■ **What you are asked to do**
Return each line of the data below exactly, omitting any pictures.

■ **Saved entries**
= = = = =

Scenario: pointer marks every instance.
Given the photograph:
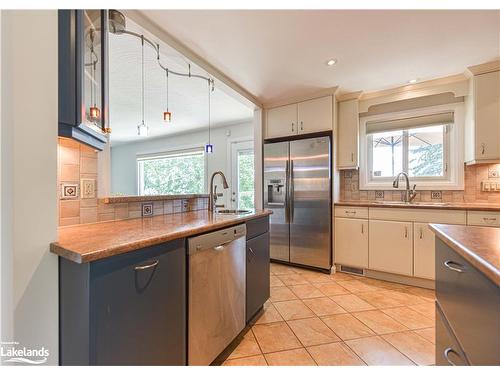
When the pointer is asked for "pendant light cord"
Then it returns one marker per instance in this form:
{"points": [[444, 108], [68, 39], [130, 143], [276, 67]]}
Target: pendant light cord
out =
{"points": [[209, 113], [142, 42], [167, 87]]}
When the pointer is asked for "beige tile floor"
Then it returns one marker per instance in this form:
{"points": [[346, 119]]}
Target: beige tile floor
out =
{"points": [[317, 319]]}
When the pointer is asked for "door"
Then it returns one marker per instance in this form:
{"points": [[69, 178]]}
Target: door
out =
{"points": [[257, 274], [487, 96], [242, 176], [315, 115], [310, 203], [423, 251], [391, 246], [276, 165], [348, 134], [281, 121], [351, 242]]}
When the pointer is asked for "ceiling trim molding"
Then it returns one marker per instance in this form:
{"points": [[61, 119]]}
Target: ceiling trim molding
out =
{"points": [[349, 96], [457, 84], [228, 85], [488, 67], [317, 94]]}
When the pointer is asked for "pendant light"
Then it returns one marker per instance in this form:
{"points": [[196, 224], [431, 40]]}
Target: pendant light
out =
{"points": [[142, 128], [94, 111], [167, 116], [209, 148]]}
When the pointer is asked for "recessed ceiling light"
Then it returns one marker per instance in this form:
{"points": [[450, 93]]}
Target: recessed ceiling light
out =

= = = = =

■ **Response to this task**
Scenario: pointer marks every instance.
Given the photograph:
When the pointer is asked for "pendant light cord"
Then it returns one marker per instance in this form:
{"points": [[444, 108], [68, 39], [130, 143], [276, 67]]}
Target: pendant light cord
out =
{"points": [[209, 113], [142, 42], [167, 87]]}
When the pointer is asked for "beige tile floor"
Then it returns one marker per instance in this form:
{"points": [[346, 119]]}
Target: beige tile floor
out =
{"points": [[317, 319]]}
When the pointer is asked for "door"
Then it returns one marker per instance in this form:
{"points": [[69, 178]]}
Target: door
out =
{"points": [[257, 274], [487, 96], [242, 176], [315, 115], [310, 203], [423, 251], [391, 246], [276, 165], [348, 134], [281, 121], [351, 242]]}
When the pointer is asked for "ceiling trim molding"
Then it returns one marker per instance in this form:
{"points": [[61, 119]]}
Target: ceiling trim molding
out =
{"points": [[349, 96], [457, 84], [228, 85], [488, 67], [317, 94]]}
When the pointer is asked for "pendant light"
Then it returns one marker per instance in this form:
{"points": [[196, 224], [431, 40]]}
Target: pendant light
out =
{"points": [[142, 128], [94, 111], [167, 116], [209, 148]]}
When the pointer is asked for "recessed ceiling light"
Then it returns one marker per instance in this form:
{"points": [[450, 93]]}
Target: recessed ceiling light
out =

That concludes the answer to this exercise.